DESCRIPTION OF THE TASK
Write out every line of the data below exactly as given.

Records from a data collection
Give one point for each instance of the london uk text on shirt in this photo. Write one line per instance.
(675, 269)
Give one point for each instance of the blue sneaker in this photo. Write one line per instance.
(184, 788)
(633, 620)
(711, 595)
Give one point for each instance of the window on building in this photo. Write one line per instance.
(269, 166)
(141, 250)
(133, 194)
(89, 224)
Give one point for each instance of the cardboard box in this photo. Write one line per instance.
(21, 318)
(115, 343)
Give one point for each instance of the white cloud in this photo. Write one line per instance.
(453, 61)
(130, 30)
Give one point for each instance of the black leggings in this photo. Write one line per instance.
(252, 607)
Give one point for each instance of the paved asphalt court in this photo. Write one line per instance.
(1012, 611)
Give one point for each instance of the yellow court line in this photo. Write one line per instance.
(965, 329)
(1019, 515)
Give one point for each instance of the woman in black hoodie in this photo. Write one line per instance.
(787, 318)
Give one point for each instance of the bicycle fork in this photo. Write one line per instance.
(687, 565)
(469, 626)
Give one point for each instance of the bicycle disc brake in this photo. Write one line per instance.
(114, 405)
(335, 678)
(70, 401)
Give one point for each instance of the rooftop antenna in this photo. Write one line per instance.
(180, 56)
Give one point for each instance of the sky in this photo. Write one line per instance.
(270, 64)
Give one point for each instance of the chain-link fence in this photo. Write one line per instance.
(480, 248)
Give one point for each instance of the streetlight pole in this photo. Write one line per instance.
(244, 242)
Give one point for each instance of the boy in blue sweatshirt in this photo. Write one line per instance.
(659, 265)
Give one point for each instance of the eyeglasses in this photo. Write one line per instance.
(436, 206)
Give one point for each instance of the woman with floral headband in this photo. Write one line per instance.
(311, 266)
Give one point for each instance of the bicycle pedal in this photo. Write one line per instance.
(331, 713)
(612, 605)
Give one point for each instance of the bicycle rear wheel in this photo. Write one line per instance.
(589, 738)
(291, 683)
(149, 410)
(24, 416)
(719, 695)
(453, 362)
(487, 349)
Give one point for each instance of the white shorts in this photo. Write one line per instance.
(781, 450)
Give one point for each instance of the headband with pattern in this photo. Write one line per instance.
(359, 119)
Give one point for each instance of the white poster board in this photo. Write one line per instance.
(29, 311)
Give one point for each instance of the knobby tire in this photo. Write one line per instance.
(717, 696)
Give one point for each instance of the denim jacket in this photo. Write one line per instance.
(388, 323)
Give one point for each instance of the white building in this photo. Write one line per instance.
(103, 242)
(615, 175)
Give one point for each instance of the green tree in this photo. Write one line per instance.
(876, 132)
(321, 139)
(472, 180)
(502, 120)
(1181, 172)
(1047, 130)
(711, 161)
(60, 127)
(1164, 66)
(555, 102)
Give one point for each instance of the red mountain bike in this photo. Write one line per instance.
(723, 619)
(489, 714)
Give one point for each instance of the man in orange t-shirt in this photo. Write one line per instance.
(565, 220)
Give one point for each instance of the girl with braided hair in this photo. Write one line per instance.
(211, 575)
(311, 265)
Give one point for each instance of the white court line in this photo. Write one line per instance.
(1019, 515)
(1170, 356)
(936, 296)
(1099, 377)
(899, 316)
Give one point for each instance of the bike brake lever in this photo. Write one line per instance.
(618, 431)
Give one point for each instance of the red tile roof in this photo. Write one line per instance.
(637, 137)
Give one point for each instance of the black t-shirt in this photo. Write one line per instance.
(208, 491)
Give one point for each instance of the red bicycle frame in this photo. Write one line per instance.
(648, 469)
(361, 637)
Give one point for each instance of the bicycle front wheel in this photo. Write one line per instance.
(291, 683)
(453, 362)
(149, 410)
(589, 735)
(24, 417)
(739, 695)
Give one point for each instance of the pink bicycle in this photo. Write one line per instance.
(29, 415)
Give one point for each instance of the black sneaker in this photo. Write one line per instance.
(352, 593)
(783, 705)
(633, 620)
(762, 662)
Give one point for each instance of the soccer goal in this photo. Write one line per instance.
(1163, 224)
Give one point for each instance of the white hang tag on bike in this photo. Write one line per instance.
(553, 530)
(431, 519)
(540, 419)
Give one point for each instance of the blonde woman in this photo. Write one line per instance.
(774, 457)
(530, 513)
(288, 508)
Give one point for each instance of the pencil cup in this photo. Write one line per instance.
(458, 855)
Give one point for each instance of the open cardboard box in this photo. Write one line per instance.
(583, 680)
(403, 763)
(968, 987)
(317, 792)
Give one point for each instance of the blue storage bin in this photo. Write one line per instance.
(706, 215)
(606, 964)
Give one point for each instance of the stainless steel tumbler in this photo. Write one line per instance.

ANSWER TO THIS EXERCISE
Give one point for each instance of the london uk text on shirt in this photo. Write one line per instance.
(675, 269)
Give one point for each instance of the blue sneaker in this photo. Write one line per instance.
(184, 788)
(633, 620)
(711, 595)
Give one point for each instance of the window on building in this photo. Write one line per instance.
(269, 166)
(141, 250)
(133, 194)
(89, 224)
Give one point for each instance of the cardboard box in this photo. Write one line per instance.
(21, 318)
(115, 343)
Give one point for each instance of the white cloud in this photo. Write one line per instance.
(453, 61)
(130, 30)
Give one point for each instance of the black leggings in this photo. Write one line per instance.
(252, 607)
Give one point for each instance of the paved asphalt court in this photo. Write one line per instance.
(1012, 611)
Give one point for each instance of the yellow court line in this photo. Write one line per instance.
(965, 329)
(1019, 515)
Give one point for each instance of the woman in black hoodie in this photo. Write one line per instance.
(787, 318)
Give one point for each instance of the bicycle fork in this photo. Write one line per instance.
(687, 565)
(469, 626)
Give one point for each instance of the bicycle disc brake in this photo. Write one line per instance.
(114, 405)
(335, 678)
(70, 401)
Give one point for each instance of the rooftop antenna in this photo. Write one line per instance.
(180, 56)
Give one point for each instance of the sky in this photo. Write one line per instance.
(270, 64)
Give one point for each instance of the chain-link fence in this photo. Write one line per instance.
(480, 248)
Give one point for each instance of the streetlight pole in this photo. Write one line per instance.
(244, 242)
Give one point for each instance of the boy in blue sweatshirt in this photo. Write one line per instance.
(659, 265)
Give one point for each instance of the eyeglasses in this photo. Write one line per instance.
(436, 206)
Give one point for each instance of the woman with floral headband in this photo. Write one line per instance.
(311, 266)
Give one point for each instance of the bicycle pedal in this photo. Write one line per instance.
(331, 713)
(612, 605)
Give one point for each instance of the bicycle rear wheel in this photo. Write one line per instance.
(589, 738)
(291, 683)
(149, 410)
(24, 416)
(719, 695)
(453, 362)
(487, 349)
Give one point for each instance of the white shorts in this photo. Write one line per instance.
(781, 450)
Give one point for each instance of the headband with pattern in this photo. Write one line per instance.
(359, 119)
Give one point for each instance of the white poster board in this photo. Write one line per instance.
(29, 311)
Give one point for each instance of the knobby tire in this photo. Write one line per instance.
(717, 696)
Give one point for each instance of the denim jacket in this photo. Write one line per instance.
(388, 323)
Give one point for each instance of the white building in this photo. Write one line per instance.
(103, 242)
(615, 175)
Give one point for each instance of the green tree in this photo. Write one line per instance.
(876, 132)
(321, 139)
(472, 180)
(502, 120)
(1181, 172)
(1047, 130)
(711, 161)
(60, 127)
(1164, 66)
(555, 102)
Give one point for each instance of the red mountain bike in this photo. Write one line per instance.
(723, 619)
(489, 714)
Give one point for each instance of the man in orange t-shirt in this photo. Write one line per instance.
(565, 220)
Give one point for each instance of the girl with braided hair in this photo. Write one line per instance.
(211, 575)
(311, 265)
Give one point for each instance of the white court line in this photo. Write one line per instance.
(1019, 515)
(1170, 356)
(936, 296)
(1099, 377)
(899, 316)
Give one point for each instance of the bike brake lever in this photo. Write one line per instance.
(618, 431)
Give one point for each instance of the red tile roof in this photo. Write one line per instance.
(637, 137)
Give one point for each instance of the black t-shirt in this photo. Write one line per instance.
(208, 491)
Give one point for each instance of the red bicycle frame in this photo. Write one line per instance.
(648, 469)
(361, 637)
Give one point for each instance of the bicycle front wheel in this photo. Write one line per instance.
(291, 683)
(453, 362)
(149, 410)
(589, 735)
(24, 417)
(739, 695)
Give one point for each instance of the pink bicycle in this photo. Write one line per instance.
(29, 415)
Give one point for each instance of the black sneaker in this photo. Write one line per instance.
(352, 593)
(783, 705)
(633, 620)
(762, 662)
Give one point for each instance of the soccer goal in this photo. Write one line per instance.
(1163, 224)
Give one point for each instance of the white hang tag on bike in this photo. Write one line per instance.
(553, 530)
(431, 519)
(540, 419)
Give one point for each instance of the blonde woman in this photo. Write one line per instance.
(774, 457)
(530, 513)
(288, 508)
Give one point for each instance of the pencil cup in this photo. Write one line per instance.
(458, 855)
Give one point for each instance of the open cardboard box in this photo. Write one line per instance.
(583, 680)
(403, 763)
(968, 987)
(317, 792)
Give one point for each instance of the blue storage bin in this photo. Write one line per instance.
(706, 215)
(606, 964)
Give one point for each instance of the stainless steel tumbler in this photo. Write one line per instance.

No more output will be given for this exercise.